### WORK TO COMPLETE
Return exactly the span of lines that opens with the line containing "the boy pictured" and closes with the last line of the data, inclusive.

##### MATERIAL PROVIDED #####

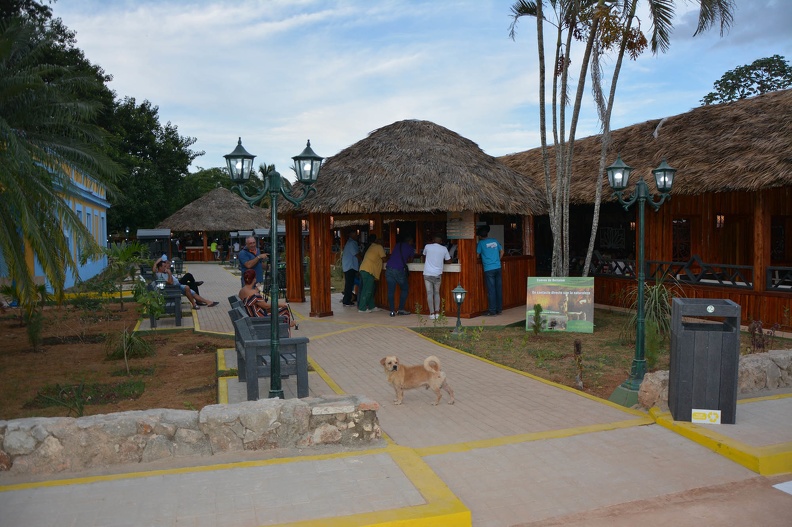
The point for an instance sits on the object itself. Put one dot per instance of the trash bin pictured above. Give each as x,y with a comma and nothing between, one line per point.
705,357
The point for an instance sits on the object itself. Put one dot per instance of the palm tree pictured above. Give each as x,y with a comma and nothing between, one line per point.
604,26
46,131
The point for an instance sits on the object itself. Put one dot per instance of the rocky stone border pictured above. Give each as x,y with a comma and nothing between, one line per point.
757,372
57,444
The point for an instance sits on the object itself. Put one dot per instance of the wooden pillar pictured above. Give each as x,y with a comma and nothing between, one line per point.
320,251
761,256
295,283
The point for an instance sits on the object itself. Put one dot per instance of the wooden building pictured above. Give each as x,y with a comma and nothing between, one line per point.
726,232
214,215
419,178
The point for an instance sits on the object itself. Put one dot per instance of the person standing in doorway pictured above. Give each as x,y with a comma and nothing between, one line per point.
435,255
490,251
250,258
370,270
350,263
397,274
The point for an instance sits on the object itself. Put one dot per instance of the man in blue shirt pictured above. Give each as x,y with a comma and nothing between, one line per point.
250,258
490,251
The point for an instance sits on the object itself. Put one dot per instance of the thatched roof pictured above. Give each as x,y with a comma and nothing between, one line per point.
418,166
743,145
219,210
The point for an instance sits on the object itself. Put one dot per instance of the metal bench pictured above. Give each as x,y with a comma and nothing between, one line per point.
253,343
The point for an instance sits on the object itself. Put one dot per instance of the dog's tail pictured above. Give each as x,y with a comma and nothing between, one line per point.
432,364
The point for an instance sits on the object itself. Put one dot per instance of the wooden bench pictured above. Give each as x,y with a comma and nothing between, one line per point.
253,344
172,294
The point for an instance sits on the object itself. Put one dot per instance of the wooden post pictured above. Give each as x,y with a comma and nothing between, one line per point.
320,255
295,283
761,256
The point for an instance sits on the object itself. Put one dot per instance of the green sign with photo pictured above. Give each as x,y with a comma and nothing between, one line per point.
566,303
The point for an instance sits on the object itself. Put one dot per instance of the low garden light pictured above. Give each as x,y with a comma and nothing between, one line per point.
618,177
459,297
306,166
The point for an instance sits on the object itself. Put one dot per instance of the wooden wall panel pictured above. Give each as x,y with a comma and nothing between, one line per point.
766,306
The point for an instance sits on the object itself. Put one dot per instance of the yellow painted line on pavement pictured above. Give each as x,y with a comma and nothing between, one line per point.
442,508
766,460
533,436
594,398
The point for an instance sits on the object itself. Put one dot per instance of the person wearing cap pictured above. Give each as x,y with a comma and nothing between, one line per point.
490,251
435,255
350,264
370,271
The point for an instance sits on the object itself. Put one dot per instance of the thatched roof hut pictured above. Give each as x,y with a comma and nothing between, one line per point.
219,210
417,166
744,145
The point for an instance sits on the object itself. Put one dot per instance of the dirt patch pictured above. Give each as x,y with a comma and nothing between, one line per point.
180,375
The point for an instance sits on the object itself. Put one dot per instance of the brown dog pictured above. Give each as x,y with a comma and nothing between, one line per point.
403,377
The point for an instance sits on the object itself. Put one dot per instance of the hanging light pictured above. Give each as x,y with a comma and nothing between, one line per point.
239,163
619,174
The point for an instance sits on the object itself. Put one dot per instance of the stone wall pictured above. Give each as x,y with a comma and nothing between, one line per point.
758,372
57,444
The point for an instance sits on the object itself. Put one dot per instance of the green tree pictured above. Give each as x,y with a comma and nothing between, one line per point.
47,129
123,260
155,161
761,76
605,26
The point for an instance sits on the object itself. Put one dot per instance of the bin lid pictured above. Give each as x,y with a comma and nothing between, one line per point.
705,307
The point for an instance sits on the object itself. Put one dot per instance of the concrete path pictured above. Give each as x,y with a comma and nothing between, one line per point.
513,450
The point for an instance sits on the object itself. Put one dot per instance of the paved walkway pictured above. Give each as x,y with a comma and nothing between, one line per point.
513,450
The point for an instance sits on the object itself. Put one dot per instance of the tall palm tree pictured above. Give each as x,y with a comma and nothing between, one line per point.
605,26
46,130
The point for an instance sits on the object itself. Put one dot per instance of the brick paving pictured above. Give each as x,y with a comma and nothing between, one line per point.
512,450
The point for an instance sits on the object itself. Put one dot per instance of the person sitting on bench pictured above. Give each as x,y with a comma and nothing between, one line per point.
255,304
162,272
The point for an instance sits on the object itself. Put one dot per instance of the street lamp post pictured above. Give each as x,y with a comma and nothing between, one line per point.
459,297
618,177
306,165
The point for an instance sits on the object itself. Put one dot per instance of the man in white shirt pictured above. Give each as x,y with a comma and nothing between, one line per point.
435,255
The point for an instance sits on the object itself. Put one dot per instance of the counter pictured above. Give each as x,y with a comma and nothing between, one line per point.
447,268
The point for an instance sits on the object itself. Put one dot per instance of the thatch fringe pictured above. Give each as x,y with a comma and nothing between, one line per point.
418,166
744,145
219,210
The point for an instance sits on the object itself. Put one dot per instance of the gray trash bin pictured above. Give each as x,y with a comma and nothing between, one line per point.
705,356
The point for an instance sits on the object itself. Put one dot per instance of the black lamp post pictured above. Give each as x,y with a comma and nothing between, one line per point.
306,165
618,177
459,297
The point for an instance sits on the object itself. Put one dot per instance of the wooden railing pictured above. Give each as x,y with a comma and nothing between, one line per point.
694,272
779,279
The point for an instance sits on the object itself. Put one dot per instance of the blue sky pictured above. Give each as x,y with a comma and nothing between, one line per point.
280,72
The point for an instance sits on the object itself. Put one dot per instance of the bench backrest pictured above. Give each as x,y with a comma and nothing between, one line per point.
258,328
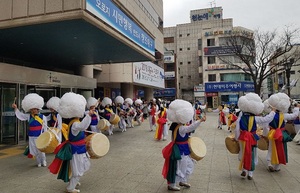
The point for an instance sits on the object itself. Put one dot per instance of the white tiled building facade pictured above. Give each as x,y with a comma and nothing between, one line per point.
196,45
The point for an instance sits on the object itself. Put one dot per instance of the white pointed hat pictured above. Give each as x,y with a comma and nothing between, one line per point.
71,105
180,111
53,103
91,101
32,101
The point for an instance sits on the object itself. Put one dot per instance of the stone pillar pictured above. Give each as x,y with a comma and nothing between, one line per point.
127,90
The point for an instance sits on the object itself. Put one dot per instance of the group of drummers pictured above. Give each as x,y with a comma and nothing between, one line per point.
74,130
262,125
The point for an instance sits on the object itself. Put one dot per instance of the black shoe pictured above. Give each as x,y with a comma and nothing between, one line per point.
243,173
271,169
175,188
184,184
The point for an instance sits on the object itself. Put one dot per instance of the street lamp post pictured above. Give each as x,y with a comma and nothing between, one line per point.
288,67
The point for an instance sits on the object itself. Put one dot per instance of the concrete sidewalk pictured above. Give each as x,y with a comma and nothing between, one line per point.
134,163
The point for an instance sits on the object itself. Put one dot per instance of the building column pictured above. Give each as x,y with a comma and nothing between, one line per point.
148,93
86,71
127,90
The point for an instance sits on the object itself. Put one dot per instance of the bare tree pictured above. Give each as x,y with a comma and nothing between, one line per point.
261,54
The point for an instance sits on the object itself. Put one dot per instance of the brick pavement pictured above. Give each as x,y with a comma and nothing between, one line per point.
134,164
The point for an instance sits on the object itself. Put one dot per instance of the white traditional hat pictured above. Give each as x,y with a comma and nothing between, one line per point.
71,105
180,111
251,103
119,100
53,103
32,101
138,102
267,107
106,101
91,101
129,101
280,101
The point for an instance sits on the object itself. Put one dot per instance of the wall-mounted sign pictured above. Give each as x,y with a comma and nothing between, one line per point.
168,92
169,75
229,87
148,73
208,15
107,11
169,59
220,50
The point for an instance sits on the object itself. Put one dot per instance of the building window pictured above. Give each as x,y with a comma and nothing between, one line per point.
199,44
210,42
169,40
200,61
211,60
236,77
212,77
170,67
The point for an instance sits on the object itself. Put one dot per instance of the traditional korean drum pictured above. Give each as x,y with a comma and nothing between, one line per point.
103,125
197,148
114,119
47,141
232,145
290,128
263,143
97,145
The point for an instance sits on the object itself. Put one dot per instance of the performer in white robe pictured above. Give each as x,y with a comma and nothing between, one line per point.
37,124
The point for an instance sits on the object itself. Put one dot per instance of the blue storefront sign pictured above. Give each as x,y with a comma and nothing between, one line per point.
229,87
107,11
220,50
168,92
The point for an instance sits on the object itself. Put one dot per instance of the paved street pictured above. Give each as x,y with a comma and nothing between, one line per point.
134,163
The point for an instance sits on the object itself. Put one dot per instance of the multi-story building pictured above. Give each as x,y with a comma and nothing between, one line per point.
56,46
278,82
198,46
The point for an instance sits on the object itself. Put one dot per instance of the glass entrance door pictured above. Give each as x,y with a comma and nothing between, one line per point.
7,120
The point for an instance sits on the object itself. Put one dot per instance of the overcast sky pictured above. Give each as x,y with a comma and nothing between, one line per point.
252,14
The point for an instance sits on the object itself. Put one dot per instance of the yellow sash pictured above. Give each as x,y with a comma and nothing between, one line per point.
274,155
250,125
175,132
38,119
66,128
109,110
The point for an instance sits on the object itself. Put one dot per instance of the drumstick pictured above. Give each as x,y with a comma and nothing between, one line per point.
90,131
97,103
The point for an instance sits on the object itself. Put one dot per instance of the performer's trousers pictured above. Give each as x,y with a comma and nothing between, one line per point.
80,163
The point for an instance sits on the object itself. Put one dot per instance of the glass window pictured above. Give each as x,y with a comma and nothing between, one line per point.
211,60
212,77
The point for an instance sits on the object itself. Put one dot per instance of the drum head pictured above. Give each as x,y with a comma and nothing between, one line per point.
262,144
103,124
197,147
232,145
43,140
100,144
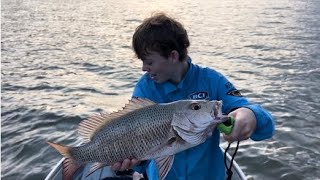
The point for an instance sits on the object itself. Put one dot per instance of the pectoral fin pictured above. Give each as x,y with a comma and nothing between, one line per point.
164,165
95,166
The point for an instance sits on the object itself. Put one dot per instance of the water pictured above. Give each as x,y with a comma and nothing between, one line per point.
63,61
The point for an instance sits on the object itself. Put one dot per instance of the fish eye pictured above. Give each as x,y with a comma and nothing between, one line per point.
195,106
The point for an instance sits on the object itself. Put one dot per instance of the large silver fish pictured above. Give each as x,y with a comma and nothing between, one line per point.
142,130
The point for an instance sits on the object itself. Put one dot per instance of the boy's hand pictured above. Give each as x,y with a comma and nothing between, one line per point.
244,125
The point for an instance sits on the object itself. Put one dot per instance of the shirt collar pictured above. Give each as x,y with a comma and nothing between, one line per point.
170,87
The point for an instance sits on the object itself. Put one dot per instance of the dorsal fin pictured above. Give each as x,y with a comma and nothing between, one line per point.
88,128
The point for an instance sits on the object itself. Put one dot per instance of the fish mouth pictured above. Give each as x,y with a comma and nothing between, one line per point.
153,76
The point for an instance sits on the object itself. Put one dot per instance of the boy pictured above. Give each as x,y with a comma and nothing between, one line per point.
161,43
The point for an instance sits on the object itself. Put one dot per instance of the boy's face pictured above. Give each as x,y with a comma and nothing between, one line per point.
160,69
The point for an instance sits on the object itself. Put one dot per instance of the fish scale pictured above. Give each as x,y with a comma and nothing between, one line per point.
152,135
142,130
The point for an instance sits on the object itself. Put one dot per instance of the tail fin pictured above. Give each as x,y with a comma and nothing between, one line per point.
63,150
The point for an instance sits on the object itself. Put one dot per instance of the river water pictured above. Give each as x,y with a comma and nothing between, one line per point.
62,61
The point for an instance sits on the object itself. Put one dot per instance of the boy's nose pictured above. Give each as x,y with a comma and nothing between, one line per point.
145,68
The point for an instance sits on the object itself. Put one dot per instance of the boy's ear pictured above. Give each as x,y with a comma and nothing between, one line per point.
174,56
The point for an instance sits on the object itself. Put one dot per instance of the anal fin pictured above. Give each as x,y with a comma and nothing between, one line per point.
164,165
69,167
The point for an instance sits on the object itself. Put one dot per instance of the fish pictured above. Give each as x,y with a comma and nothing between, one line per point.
143,130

#####

### ANSWER FOR THE TASK
The point for an instance sits on the object itself. Put one dot per instance of the boy pictured above. Give each as x,y with a comma and nothing between, one line per point.
161,43
The point for an instance sits on the object itself. Put one dot per instance of the boy's face pictured above. Give each as x,y with a comma and nothing between, one line per point.
160,69
The point for an instance sits on the object itself. Put one dot per instance of the fish scale pictured above. Give each as x,y with a comma and nothing between, one line per point.
152,135
142,130
The point for an instance sits on the object itself. Put one dot per instance of the tail fin pictured above. Give each as x,y with a comma and nothing between, one line per point.
63,150
The point for an instance sits on the object itself. Put one dot per instance of the river water pictured above. Give each as x,y with a comma and nothing between, one line per point.
62,61
The point for an instance sits on the object itself. Put one dot per instance of the boy's nose pictured above. Give each as x,y with a comma and nothing between, one line per point.
145,68
The point for an instance sits on the object itself. Put one dot per instance of the boy's ear pictured above. Give each as x,y with a comma and nothing between, one line per point.
174,56
The point for an instance sits on the object itself. Put one dot per instance of the anal fin pictured above. Give each as x,y with a comma and nothing between, one line per point.
164,165
69,167
The point for an instance sits on the object itself. Put one dot per instance of the fish pictured above. Give each as x,y with a comma and nothing between, one line per point.
143,130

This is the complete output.